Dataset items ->
........

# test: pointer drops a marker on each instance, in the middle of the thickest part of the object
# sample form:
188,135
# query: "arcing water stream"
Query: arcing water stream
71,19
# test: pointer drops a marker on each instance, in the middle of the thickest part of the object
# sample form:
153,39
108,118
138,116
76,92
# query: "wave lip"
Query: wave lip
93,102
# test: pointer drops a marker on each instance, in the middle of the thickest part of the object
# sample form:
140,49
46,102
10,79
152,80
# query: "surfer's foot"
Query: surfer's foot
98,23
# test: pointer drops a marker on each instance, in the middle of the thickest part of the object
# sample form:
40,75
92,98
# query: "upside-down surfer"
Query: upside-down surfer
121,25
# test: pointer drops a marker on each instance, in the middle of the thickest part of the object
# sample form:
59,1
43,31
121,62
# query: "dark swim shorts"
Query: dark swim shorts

........

This exercise requires all the entries to be written out again exactly.

Answer space ->
# test: pointer drops a marker on each instance, in the middle of the thickest part of the object
# sample form:
188,135
# query: "arcing water stream"
Query: arcing water stream
71,19
# test: pointer drops a marker on each instance, in the middle of the thickest part of the object
# sample form:
153,39
108,118
138,116
76,92
# query: "wave lip"
Query: wave lip
93,102
# test: pointer drops a marker on each instance, in the middle of the thickest part of the object
# sample form:
140,49
46,102
10,79
152,80
# query: "surfer's foot"
Query: surfer's foot
98,23
# test: pointer drops a marker on each instance, in the middle of the thickest part of the object
# sample form:
40,75
92,98
# query: "upside-down surfer"
Query: upside-down surfer
121,25
# test: pointer drops a marker on each instance, in the middle of the thickest part of the object
# sample form:
59,1
43,31
121,62
# query: "dark swim shorts"
Query: dark swim shorts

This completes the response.